THE PROBLEM:
Write the next part of the rock core analysis text below, starting right after its last line.

PAGE EXCERPT:

◆ ◆ ◆ ◆

BACKGROUND OF THE INVENTION

It has become standard practice for those involved in hydrocarbon exploration and extraction to take a core sample from a subterranean formation and analyze it to obtain information on the composition and geophysical properties of the formation. Conventional methods generally involve extracting a core of a certain diameter and cutting a certain conventional length from that core, known as a bulk sample, taking a plug sample from that bulk sample and subjecting it to mechanical testing. Mechanical properties such as Young's modulus, ultimate compressive strength, etc can be determined from such testing. These properties can be used, for example, in designing a hydraulic fracturing process for a well or modeling borehole stability.

There have been some efforts to link mechanical properties obtained by core analysis to rock physics and reservoir quality parameters. Typically the core is sampled according to a statistical approach based on regular sample spacing, with sample frequency depending on the type of test. Large databases have been generated with data obtained in this way. However, the sampling and testing criteria can be prone to sampling bias, where certain abundant lithologies may be over-represented and other key lithologies that are volumetrically smaller may be under-represented and in some cases not sampled altogether. There is little assurance that different tests are conducted at the same depth or lithology, so that detailed synthesis of properties by geological rock type is difficult.

There are numerous issues that can affect conventional core analysis methods. In general, core preparation and analysis can be a costly and time consuming process especially when the process must be repeated many times over a large area. This can be particularly significant when analyzing non-conventional rocks such as shale whose properties can vary widely within a relatively small given area. Despite its widespread usage, current core testing techniques can suffer from inaccuracy and poor consistency. As a result, massive oilfield operations can be guided by incorrect data. These issues are particularly problematic when characterizing non-conventional rocks such as shale. Part of the problem also lies in the inadequacy of currently accepted models of rock properties and behaviors. For example, in non-conventional organic source rock reservoirs, elastic parameterization of the mechanical response (of the matrix) does not apply because organic source rocks tend to have higher volumes of clay and kerogen which contribute to elastic-plastic constitutive behavior.

BRIEF SUMMARY OF THE DISCLOSURE

In one embodiment of the invention, a method of analyzing rock comprises:

• • a) taking a core of the rock and removing from the core at least one bulk sample;
  • b) removing at least one plug sample from each said bulk sample;
  • c) performing mechanical testing on each plug sample to determine a value for one or more mechanical properties selected from:
    • (i) Young's Modulus,
    • (ii) Poisson's Ratio,
    • (iii) Ultimate Compressive Strength,
    • (iv) Cohesion,
    • (v) Angle of friction, or
    • (vi) Fracture Toughness;
  • d) performing on material from the or each bulk sample one or more of:
    • (i) petrophysical measurements to determine one or more of: matrix mineral composition, porosity, pore space constituent and total organic content;
    • (ii) permeability-related measurements including one or more of: bulk density, grain density, gas-filled porosity determination, fluid saturation and effective total interconnected porosity;
    • (iii) measurement of mineral composition using one or more of: X-ray diffraction and thin section mineral reconstruction.

◆ ◆ ◆ ◆

EXTRACTED ENTRIES:
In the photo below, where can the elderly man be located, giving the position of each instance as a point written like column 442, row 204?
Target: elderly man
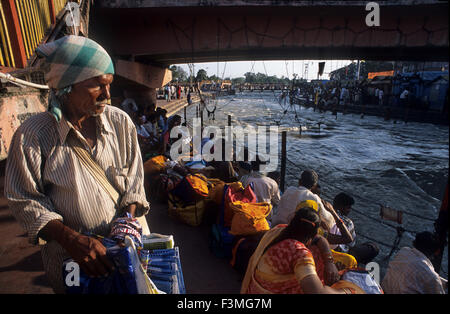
column 52, row 190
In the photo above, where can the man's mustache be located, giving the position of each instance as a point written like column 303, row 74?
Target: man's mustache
column 104, row 101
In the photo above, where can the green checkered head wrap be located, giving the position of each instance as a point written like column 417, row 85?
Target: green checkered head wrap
column 73, row 59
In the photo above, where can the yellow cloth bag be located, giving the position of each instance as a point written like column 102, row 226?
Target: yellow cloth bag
column 215, row 192
column 249, row 218
column 155, row 165
column 344, row 260
column 199, row 184
column 191, row 214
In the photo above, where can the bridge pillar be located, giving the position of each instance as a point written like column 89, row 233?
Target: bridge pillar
column 144, row 79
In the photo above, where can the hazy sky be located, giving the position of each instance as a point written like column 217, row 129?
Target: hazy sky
column 279, row 68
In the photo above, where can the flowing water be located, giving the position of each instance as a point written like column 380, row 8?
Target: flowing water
column 402, row 165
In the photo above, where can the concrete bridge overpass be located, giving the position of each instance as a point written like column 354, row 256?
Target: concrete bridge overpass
column 148, row 35
column 187, row 31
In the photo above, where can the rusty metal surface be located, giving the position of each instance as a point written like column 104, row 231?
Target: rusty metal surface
column 260, row 3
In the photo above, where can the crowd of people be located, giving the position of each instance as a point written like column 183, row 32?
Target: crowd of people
column 79, row 170
column 332, row 95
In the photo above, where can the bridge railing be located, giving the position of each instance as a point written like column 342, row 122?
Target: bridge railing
column 24, row 24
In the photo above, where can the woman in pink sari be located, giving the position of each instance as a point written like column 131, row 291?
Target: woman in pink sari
column 282, row 263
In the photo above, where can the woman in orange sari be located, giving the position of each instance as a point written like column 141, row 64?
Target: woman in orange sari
column 282, row 263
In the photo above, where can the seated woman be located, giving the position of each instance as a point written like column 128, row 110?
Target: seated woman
column 283, row 264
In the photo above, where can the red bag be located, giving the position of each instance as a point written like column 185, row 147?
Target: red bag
column 236, row 193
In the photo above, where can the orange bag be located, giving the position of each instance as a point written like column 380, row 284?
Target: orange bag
column 215, row 193
column 155, row 165
column 199, row 184
column 249, row 218
column 236, row 192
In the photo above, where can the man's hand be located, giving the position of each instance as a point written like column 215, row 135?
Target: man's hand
column 90, row 254
column 327, row 205
column 331, row 274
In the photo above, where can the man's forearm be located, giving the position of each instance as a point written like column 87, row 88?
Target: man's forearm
column 57, row 231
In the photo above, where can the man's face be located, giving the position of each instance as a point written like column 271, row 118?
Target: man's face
column 90, row 97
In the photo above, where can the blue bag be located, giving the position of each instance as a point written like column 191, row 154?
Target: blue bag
column 125, row 279
column 220, row 240
column 164, row 269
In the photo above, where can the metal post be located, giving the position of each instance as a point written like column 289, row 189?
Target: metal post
column 201, row 118
column 283, row 160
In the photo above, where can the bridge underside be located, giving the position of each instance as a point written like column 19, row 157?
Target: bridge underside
column 171, row 35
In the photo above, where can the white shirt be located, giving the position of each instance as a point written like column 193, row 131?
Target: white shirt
column 45, row 180
column 411, row 272
column 265, row 188
column 289, row 201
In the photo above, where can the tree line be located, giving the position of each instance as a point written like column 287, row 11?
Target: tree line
column 181, row 76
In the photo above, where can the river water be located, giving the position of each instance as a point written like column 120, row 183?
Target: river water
column 402, row 165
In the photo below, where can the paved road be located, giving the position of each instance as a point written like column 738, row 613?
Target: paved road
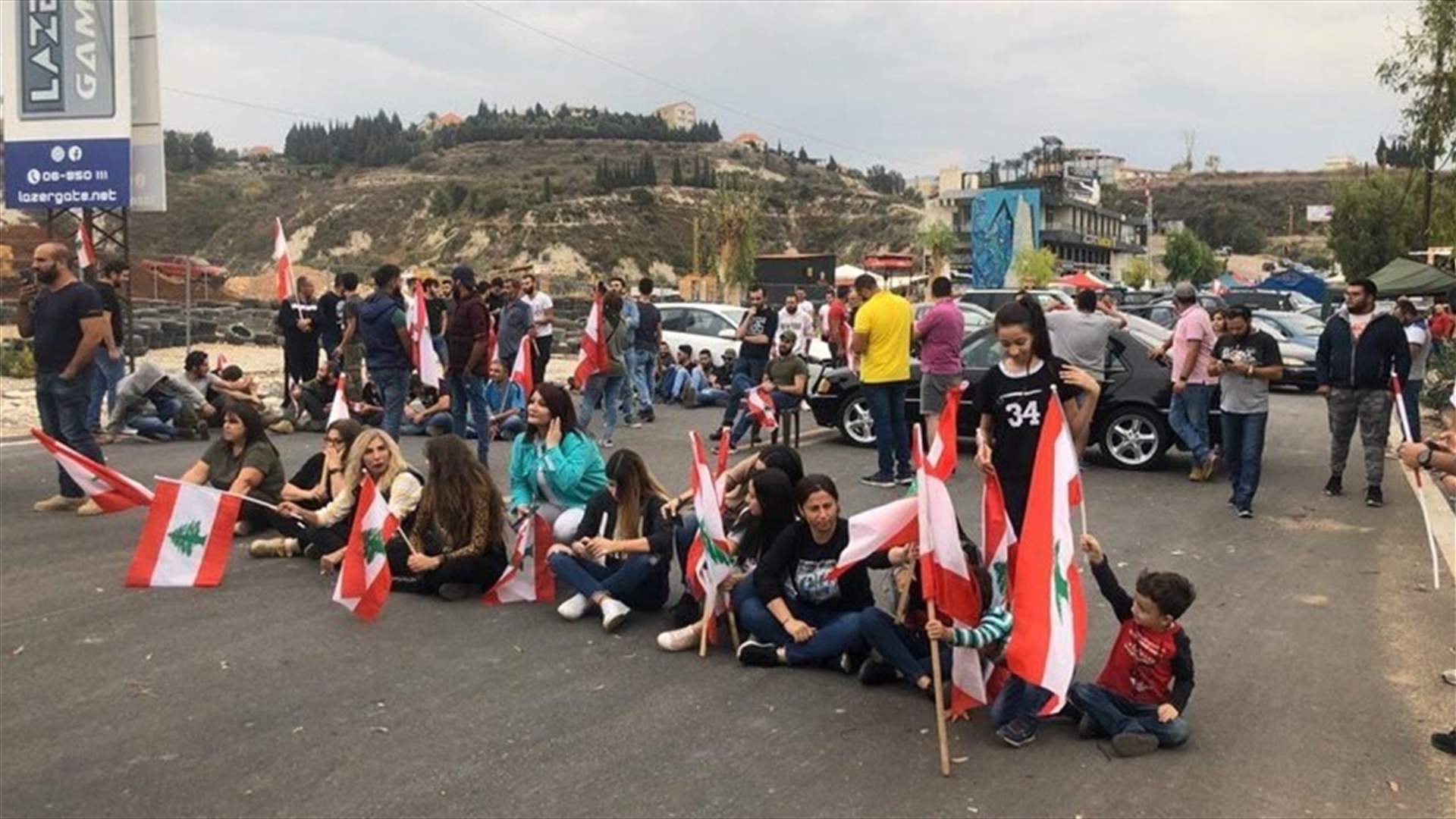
column 1316, row 642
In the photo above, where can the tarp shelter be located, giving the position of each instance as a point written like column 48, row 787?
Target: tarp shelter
column 1408, row 278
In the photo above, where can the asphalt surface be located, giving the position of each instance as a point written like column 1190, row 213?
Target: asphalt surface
column 1318, row 646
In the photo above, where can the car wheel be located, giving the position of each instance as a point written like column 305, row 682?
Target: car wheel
column 1134, row 439
column 855, row 423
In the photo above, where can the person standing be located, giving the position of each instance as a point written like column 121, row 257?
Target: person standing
column 883, row 330
column 386, row 344
column 331, row 318
column 111, row 365
column 1079, row 337
column 1191, row 346
column 755, row 335
column 1245, row 360
column 66, row 319
column 642, row 357
column 468, row 360
column 1419, row 338
column 1357, row 353
column 800, row 319
column 940, row 333
column 299, row 324
column 544, row 315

◆ ◆ ◆ ◆

THE ANSWER:
  • e) correlating information from steps c) and d).

At least one bulk sample may be selected from each geological facies occurring in the core. Steps c) and d) may thus be applied to samples from different facies so that correlated data is obtained for different facies. Bulk samples may also be obtained from different cores and steps c) and d) performed to obtain further correlated data. This may allow a statistical analysis of how mechanical and geological data is linked.

Cores may be taken over a wide area so that an understanding of the correlation between mechanical and geological data can be built up for e.g. a whole field or region. For example, different cores may be taken from sites at least a mile apart, or at least 10 miles apart or more.

A geological facies model may be created correlating one or more properties from step c) with a geological facies at least partly defined by one or more properties from step d). This potentially allows the predicting of mechanical properties. For example, one may analyze a sample of rock to determine one or more of the properties listed in step d) and then use a facies model created using previously obtained correlated data from steps c) and d) to predict one or more of the mechanical properties listed in step c). The sample may come from drill cuttings, e.g. from a horizontal well. In such circumstances taking a core may be challenging and/or time consuming and it may be very helpful to be able to derive this mechanical information without taking cores.

When cores are taken, selection of a bulk core sample or samples may be made with reference to a geological facies model or log cluster model. Amongst other benefits, this may improve the chances of the core providing data from desired facies. As mentioned before, mechanical test results from a plurality of plug samples of the same geological facies may be statistically combined to give mean and standard deviation values for one or more of the values in step c). Of course, more than one of the plug samples may come from different bulk samples, which may be from the same core or from different cores.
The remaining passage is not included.